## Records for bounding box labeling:
┌────────

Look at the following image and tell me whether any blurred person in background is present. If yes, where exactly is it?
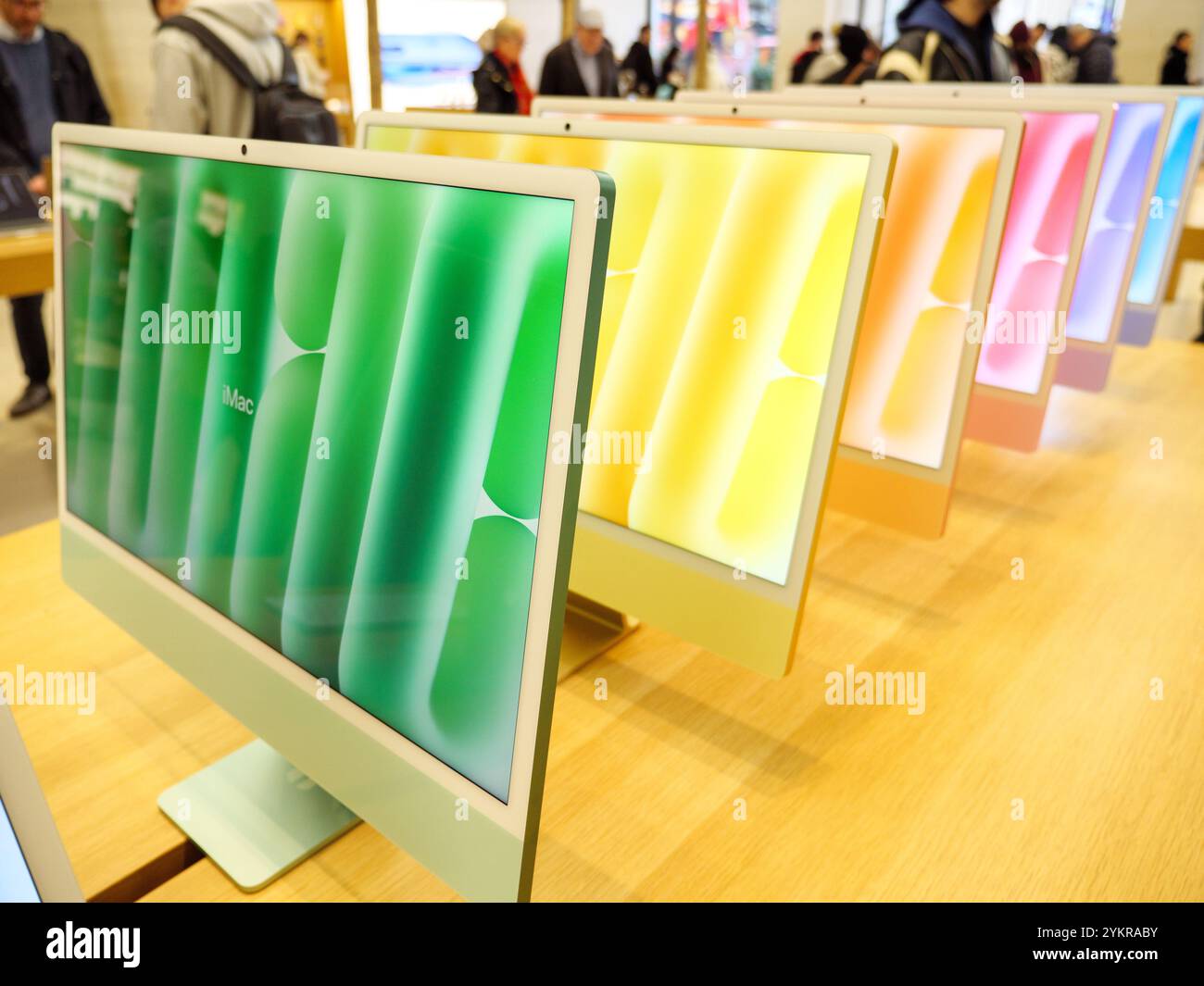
[878,0,1011,81]
[621,24,657,99]
[151,0,284,137]
[790,31,823,85]
[1042,27,1075,84]
[472,17,531,117]
[539,9,619,97]
[1160,31,1192,85]
[803,24,847,85]
[1069,24,1116,85]
[1011,20,1042,81]
[293,31,330,100]
[658,44,685,99]
[820,24,879,85]
[0,0,111,418]
[753,43,773,93]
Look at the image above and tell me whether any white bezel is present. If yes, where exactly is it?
[0,702,83,905]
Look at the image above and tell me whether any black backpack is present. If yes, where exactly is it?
[159,17,338,144]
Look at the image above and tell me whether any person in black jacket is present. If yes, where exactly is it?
[790,31,823,85]
[876,0,1011,81]
[0,0,109,418]
[621,24,657,96]
[472,17,531,116]
[820,24,878,85]
[539,9,619,96]
[1162,31,1192,85]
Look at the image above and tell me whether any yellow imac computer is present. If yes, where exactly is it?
[533,95,1023,537]
[358,113,895,676]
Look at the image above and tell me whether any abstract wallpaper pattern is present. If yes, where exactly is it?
[1066,103,1165,343]
[368,125,868,585]
[61,147,573,801]
[1128,96,1204,305]
[975,112,1099,393]
[760,120,1004,469]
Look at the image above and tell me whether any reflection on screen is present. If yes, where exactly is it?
[368,127,870,585]
[975,112,1099,393]
[0,802,43,905]
[1066,103,1164,343]
[1128,96,1204,305]
[60,147,573,801]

└────────

## Task instructions:
Return the lines of the records verbatim, starting at the beginning of the records and ending with the line that contains "[753,43,773,93]", with both ends included. Omit the picture from your answer.

## Written reply:
Look at the following image and tell me whether any blurred person in background is present. If yes, where exactly is it?
[878,0,1011,81]
[621,24,657,99]
[151,0,284,137]
[790,31,823,85]
[1042,27,1075,84]
[472,17,531,117]
[539,9,619,97]
[1160,31,1192,85]
[803,24,847,85]
[1069,24,1116,85]
[1011,20,1042,81]
[293,31,330,100]
[658,44,685,99]
[820,24,879,85]
[0,0,111,418]
[753,43,773,93]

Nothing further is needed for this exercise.